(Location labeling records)
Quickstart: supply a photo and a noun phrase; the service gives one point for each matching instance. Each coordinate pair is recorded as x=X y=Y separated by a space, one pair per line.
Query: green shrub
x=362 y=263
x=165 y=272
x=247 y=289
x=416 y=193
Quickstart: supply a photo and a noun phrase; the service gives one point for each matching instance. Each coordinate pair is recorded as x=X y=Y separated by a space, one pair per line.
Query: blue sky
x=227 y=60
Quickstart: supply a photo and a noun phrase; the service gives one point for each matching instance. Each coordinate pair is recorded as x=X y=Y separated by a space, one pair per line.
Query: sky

» **Problem to solve**: Reproduce each record exactly as it appears.

» **Written response**:
Quickstart: supply a photo and a noun phrase; the service gives one point for each matching instance. Each coordinate pair is recorded as x=X y=Y separated by a space, one pair per line.
Query: green shrub
x=362 y=263
x=165 y=272
x=247 y=289
x=416 y=193
Quickstart: supply a photo and a noun phrase; the service gives one point for each matching instance. Each coordinate pair is recorded as x=X y=Y separated by a space, one pair per line.
Query: blue sky
x=227 y=60
Quickstart: supply a photo and a noun phrase; the service gives one point for each matching instance. Each coordinate pair is recorded as x=X y=Y separated by a space, one pair per line.
Query: sky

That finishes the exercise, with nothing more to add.